PROMPT 1:
Write out everything in the article on New York's health plan marketplace from "Consumers will be" down to "what they need.".
PROMPT 2:
According to the article on New York's health plan marketplace, how much money is going toward the marketing campaign?
PROMPT 3:
Carry on the article about New York's health plan marketplace from its last sentence.

EXTRACT:

%%

With a nod toward Billy Joel and people from all ages, ethnicities, and settings from Montauk to Buffalo, the administration of Governor Andrew Cuomo on Tuesday launched the “New York State of Health,” a health plan marketplace for the uninsured to buy coverage from private insurance companies.
Consumers will be able to use the marketplace to shop for health insurance on a website, through phone operators, or with live people who will be fanning out to various gathering spots around the state.
The new insurance coverage will kick in on Jan. 1, 2014, but enrollment will start in October. Between now and then, a 40-million-dollar marketing campaign will hit local airwaves, transit areas and other media venues.
The ads depict a wide array of New Yorkers driving around city streets, jumping in suburban leaf piles and smiling at their older relatives, while several different voices declare who New Yorkers are and what they need.

%%

DATA EXTRACT:
%%

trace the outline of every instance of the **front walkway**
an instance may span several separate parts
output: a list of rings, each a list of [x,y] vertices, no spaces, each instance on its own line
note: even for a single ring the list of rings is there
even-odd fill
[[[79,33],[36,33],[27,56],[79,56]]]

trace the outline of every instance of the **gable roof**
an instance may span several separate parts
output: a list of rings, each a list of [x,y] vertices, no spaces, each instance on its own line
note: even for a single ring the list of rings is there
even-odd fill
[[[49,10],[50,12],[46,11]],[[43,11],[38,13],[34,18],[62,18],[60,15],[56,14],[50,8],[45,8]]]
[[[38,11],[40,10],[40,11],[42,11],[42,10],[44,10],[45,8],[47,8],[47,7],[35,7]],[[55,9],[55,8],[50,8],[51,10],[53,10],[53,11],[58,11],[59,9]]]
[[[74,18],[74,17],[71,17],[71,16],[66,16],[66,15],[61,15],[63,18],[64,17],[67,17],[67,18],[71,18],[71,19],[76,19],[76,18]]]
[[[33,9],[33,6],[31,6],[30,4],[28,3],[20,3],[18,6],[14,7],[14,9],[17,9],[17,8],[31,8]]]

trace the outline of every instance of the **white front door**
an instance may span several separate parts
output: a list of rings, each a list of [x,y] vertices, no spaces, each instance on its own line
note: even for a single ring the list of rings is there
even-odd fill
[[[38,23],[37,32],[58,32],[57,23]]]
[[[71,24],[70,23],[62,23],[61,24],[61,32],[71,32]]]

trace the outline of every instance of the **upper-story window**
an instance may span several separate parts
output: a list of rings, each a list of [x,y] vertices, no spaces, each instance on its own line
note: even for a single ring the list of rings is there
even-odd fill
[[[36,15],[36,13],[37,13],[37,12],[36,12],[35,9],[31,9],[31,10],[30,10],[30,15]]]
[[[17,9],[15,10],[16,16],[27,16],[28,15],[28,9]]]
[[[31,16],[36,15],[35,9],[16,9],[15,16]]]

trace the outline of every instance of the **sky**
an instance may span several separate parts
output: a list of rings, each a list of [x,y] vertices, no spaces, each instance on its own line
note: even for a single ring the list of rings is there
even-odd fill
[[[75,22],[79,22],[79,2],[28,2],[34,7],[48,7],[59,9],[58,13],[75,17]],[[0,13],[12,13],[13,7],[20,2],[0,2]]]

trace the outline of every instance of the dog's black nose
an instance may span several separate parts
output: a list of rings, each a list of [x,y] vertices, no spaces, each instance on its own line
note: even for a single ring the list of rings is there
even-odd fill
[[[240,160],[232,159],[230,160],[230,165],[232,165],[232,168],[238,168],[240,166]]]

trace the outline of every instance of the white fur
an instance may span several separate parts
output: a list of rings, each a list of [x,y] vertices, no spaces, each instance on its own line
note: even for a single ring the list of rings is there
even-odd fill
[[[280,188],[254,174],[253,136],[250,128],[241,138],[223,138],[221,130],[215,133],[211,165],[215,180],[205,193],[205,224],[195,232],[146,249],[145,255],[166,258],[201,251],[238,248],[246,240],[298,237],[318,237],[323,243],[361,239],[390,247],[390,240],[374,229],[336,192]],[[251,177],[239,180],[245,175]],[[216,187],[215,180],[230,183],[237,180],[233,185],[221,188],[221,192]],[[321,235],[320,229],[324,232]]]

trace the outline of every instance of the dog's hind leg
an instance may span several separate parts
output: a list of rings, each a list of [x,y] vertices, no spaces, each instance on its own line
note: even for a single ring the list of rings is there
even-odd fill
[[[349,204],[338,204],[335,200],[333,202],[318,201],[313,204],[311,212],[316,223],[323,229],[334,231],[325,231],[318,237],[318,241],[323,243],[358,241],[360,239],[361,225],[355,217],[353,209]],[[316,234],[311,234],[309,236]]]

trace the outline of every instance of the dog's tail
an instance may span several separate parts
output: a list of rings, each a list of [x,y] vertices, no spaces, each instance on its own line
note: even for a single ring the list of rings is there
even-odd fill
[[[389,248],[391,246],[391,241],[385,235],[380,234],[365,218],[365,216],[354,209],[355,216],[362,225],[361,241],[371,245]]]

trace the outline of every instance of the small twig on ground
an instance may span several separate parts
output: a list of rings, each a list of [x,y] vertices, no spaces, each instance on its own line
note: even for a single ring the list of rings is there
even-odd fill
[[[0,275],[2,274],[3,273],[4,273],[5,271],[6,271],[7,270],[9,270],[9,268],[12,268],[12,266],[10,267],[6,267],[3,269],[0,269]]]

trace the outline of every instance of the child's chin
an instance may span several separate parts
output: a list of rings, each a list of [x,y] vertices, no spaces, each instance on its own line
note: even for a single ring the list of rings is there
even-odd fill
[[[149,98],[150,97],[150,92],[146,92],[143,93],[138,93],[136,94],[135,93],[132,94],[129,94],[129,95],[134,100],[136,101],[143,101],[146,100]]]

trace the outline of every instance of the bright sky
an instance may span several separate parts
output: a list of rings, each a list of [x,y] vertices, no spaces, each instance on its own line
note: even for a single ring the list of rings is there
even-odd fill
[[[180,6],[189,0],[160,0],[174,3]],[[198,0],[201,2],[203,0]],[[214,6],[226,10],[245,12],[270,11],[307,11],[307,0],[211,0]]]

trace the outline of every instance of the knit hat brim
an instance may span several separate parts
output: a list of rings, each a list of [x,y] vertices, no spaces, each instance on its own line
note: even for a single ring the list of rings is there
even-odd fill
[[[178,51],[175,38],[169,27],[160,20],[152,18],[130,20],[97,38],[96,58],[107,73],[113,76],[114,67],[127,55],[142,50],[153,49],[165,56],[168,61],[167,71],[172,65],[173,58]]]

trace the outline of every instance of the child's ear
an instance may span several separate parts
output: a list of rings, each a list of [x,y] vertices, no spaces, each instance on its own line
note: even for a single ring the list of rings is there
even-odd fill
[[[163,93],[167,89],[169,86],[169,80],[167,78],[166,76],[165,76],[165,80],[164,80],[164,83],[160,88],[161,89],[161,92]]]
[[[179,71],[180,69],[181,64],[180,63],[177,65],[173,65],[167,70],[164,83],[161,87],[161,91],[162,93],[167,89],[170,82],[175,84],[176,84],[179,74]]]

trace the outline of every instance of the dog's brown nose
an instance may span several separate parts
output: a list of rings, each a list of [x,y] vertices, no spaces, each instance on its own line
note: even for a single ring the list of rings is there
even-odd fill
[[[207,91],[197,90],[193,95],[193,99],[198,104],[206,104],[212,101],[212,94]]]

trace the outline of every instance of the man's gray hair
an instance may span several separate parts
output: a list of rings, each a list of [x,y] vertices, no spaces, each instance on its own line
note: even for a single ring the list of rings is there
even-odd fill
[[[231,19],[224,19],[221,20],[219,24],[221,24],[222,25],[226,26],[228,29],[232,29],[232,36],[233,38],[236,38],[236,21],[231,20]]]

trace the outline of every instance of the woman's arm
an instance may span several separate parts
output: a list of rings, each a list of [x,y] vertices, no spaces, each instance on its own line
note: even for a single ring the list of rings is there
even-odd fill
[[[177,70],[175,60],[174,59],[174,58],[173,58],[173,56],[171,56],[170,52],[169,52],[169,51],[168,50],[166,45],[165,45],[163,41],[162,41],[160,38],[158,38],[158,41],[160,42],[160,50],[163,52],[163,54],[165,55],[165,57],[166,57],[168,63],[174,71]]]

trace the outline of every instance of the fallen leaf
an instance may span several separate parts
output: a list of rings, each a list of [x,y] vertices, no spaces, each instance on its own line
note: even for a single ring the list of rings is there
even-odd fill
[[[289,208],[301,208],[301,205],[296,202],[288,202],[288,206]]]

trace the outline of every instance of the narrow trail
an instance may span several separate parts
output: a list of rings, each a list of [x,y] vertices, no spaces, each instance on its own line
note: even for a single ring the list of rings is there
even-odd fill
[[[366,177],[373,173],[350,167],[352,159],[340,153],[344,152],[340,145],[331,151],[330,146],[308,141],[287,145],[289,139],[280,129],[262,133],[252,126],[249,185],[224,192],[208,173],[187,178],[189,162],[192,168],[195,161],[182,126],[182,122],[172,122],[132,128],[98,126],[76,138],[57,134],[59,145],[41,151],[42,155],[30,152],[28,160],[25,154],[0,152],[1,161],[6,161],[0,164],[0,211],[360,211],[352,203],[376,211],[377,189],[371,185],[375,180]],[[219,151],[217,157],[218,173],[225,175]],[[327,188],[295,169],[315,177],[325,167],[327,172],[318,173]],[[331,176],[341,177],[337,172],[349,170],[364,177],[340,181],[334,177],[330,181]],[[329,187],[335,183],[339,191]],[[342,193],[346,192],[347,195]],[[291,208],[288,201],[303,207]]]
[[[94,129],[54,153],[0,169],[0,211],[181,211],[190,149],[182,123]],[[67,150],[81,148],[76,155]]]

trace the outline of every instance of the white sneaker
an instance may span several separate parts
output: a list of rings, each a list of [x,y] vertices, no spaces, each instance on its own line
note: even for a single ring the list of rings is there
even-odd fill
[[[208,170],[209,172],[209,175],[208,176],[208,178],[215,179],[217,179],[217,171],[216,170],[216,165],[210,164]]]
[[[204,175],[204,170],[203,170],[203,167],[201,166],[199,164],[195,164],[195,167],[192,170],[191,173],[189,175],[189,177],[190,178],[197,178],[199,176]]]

%%

OUTPUT 1:
Consumers will be able to use the marketplace to shop for health insurance on a website, through phone operators, or with live people who will be fanning out to various gathering spots around the state.
The new insurance coverage will kick in on Jan. 1, 2014, but enrollment will start in October. Between now and then, a 40-million-dollar marketing campaign will hit local airwaves, transit areas and other media venues.
The ads depict a wide array of New Yorkers driving around city streets, jumping in suburban leaf piles and smiling at their older relatives, while several different voices declare who New Yorkers are and what they need.

OUTPUT 2:
The marketing campaign will cost 40 million dollars.

OUTPUT 3:
“We are a people who want to make our cities and towns, farms and neighborhoods, places to thrive,” a series of different narrators say. “Give us the tools, we say, and we’ll take it from there.”
New York has about 2.7 million uninsured residents. State officials estimate 1.1 million of them will get insurance through the new marketplace. Hundreds of thousands of additional uninsured people are expected to enroll in the newly expanded Medicaid system.
Under Obamacare, states can either create their own exchanges or let the federal government do so for them. New Jersey Governor Chris Christie opted for the latter.
Opponents of the Affordable Care Act have also launched ads, in areas where surveys suggest people are more ambivalent about the new federal program.